Work order
Could you copy every line of the data that contains the word "castle"?

[Materials provided]

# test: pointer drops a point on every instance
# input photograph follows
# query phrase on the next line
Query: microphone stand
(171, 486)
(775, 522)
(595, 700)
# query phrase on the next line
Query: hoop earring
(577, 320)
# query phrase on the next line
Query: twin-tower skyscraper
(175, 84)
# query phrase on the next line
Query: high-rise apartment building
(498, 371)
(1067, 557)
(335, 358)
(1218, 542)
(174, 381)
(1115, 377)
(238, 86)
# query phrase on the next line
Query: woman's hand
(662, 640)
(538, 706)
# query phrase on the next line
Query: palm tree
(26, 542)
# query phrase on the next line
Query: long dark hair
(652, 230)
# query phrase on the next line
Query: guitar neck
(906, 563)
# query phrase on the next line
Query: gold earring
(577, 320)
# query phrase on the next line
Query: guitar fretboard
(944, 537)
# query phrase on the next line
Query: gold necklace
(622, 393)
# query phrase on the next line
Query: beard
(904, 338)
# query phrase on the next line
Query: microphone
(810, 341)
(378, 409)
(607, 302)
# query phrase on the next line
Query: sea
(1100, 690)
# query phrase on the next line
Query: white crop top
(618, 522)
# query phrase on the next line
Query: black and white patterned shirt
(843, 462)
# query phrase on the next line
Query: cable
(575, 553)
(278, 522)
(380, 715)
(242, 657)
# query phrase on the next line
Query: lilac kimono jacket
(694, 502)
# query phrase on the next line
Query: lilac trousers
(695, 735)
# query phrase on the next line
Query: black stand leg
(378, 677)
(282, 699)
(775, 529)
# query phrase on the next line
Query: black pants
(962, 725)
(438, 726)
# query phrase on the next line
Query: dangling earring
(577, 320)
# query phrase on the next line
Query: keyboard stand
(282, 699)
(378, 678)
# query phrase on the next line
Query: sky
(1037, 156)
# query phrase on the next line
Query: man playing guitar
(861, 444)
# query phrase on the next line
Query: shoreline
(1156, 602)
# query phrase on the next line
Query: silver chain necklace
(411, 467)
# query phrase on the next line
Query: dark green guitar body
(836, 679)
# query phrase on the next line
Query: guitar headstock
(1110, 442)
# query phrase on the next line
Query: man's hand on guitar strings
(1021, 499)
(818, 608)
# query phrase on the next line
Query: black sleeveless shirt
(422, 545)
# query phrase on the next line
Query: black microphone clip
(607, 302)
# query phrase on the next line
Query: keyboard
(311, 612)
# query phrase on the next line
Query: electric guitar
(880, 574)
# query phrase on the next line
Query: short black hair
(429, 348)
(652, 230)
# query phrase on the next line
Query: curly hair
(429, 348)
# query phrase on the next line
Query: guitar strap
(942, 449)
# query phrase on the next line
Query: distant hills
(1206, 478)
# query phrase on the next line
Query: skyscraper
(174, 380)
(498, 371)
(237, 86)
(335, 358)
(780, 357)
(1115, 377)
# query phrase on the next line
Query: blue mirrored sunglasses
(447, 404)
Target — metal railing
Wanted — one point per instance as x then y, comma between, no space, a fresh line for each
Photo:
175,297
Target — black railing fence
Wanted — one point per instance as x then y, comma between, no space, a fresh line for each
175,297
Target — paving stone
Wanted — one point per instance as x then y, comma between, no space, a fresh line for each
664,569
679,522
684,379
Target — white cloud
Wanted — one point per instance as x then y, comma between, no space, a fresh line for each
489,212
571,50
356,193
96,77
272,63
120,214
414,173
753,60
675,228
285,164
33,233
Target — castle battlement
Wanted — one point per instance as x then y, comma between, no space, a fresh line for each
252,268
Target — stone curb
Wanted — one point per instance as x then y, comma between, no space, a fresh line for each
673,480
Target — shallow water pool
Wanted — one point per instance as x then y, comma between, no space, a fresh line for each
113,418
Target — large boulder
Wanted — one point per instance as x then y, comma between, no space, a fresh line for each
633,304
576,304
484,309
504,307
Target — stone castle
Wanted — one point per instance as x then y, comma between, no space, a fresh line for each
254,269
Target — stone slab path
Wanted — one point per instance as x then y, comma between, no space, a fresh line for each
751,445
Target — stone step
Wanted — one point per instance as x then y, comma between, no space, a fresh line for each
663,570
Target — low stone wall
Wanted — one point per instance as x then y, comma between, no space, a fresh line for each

[/Materials provided]

The answer
Target — castle battlement
Target — stone castle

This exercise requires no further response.